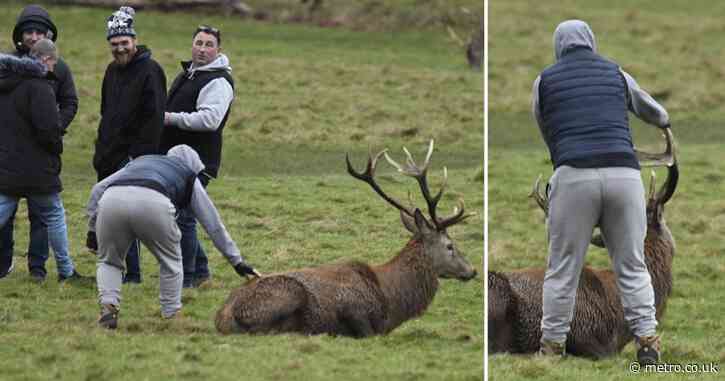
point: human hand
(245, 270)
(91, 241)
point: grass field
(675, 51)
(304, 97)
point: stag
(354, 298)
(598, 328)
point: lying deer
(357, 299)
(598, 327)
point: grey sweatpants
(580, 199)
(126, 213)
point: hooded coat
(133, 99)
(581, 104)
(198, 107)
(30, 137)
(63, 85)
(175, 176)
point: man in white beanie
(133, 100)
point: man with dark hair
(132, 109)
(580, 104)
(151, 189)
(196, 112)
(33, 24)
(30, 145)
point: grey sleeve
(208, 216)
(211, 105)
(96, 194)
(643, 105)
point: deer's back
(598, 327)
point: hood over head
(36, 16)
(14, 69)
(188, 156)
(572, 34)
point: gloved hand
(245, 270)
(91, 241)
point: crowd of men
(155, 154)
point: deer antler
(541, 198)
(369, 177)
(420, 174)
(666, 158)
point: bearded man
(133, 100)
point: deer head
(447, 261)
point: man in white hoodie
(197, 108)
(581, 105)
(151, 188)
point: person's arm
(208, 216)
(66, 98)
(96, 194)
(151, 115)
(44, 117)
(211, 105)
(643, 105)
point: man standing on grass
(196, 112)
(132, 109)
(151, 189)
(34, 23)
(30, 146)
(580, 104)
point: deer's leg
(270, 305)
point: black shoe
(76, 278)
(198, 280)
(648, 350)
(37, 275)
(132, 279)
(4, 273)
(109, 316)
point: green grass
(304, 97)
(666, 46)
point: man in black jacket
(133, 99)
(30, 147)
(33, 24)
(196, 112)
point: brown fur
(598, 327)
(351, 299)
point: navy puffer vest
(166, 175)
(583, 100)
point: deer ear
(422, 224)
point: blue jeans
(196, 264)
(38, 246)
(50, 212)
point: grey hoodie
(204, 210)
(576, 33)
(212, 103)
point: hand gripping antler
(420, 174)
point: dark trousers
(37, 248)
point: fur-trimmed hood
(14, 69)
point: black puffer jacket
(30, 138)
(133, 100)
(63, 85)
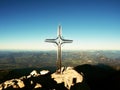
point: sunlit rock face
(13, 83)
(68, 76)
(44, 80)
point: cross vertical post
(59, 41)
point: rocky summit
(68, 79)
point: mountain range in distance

--

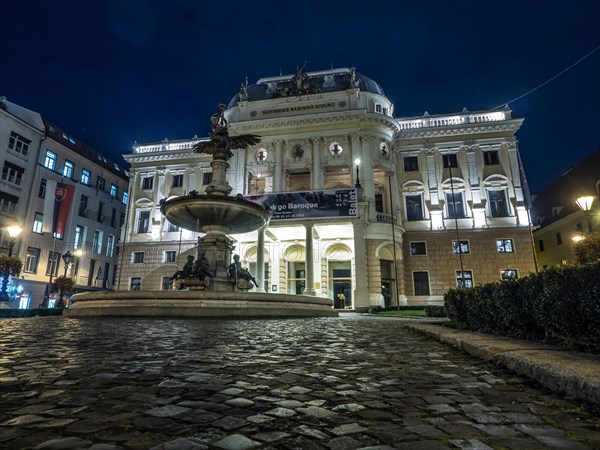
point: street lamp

EXERCISE TASK. Please tally the lines in the items above that contain the string "puffer". Reply with the number alone.

RESPONSE TO THE TASK. 2